---- Text
B. Force Majeure. Each Party shall be excused for any
failure or delay in performing any of its obligations
under this Agreement pursuant to Section 3 hereof, if
such failure or delay is caused by any act of God or
the public enemy, any accident, explosion, fire,
storm, earthquake, flood, drought, peril of the sea,
riot, embargo, war or foreign, federal, state or
municipal order, seizure, requisition or allocation,
any failure or delay of transportation, shortage of
or inability to obtain supplies, equipment, fuel or
labor or any other circumstance or event beyond the
reasonable control of the Party relying upon such
circumstance or event.
--------
---- Given records
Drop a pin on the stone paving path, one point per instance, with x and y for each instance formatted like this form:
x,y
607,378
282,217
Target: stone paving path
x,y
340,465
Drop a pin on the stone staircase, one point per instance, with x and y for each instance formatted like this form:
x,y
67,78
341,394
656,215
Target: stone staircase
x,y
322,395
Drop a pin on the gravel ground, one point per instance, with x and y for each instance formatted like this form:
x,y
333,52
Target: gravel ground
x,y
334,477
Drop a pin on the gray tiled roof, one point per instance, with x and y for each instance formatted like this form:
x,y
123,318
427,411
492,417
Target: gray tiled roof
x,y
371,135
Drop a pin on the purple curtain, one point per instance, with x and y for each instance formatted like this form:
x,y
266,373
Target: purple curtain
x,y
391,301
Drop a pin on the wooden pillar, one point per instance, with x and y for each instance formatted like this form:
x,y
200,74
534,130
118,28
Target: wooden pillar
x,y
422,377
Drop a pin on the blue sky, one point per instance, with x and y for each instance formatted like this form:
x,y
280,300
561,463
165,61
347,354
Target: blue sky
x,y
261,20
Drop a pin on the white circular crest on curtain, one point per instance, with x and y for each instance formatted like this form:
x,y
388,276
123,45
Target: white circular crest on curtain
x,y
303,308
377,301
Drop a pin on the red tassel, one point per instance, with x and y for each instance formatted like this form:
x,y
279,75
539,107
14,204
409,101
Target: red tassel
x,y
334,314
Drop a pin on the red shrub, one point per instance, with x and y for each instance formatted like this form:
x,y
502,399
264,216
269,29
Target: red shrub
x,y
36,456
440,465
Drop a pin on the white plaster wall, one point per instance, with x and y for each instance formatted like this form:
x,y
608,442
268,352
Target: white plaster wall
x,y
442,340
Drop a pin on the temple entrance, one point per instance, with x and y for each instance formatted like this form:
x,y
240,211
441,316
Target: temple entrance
--------
- [Directions for this task]: Reproduce the force majeure clause word for word, starting with "B. Force Majeure." and going on through "circumstance or event.". The material was taken from a different source than the force majeure clause.

- [Task solution]:
B. Force Majeure. Each Party shall be excused for any
failure or delay in performing any of its obligations
under this Agreement pursuant to Section 3 hereof, if
such failure or delay is caused by any act of God or
the public enemy, any accident, explosion, fire,
storm, earthquake, flood, drought, peril of the sea,
riot, embargo, war or foreign, federal, state or
municipal order, seizure, requisition or allocation,
any failure or delay of transportation, shortage of
or inability to obtain supplies, equipment, fuel or
labor or any other circumstance or event beyond the
reasonable control of the Party relying upon such
circumstance or event.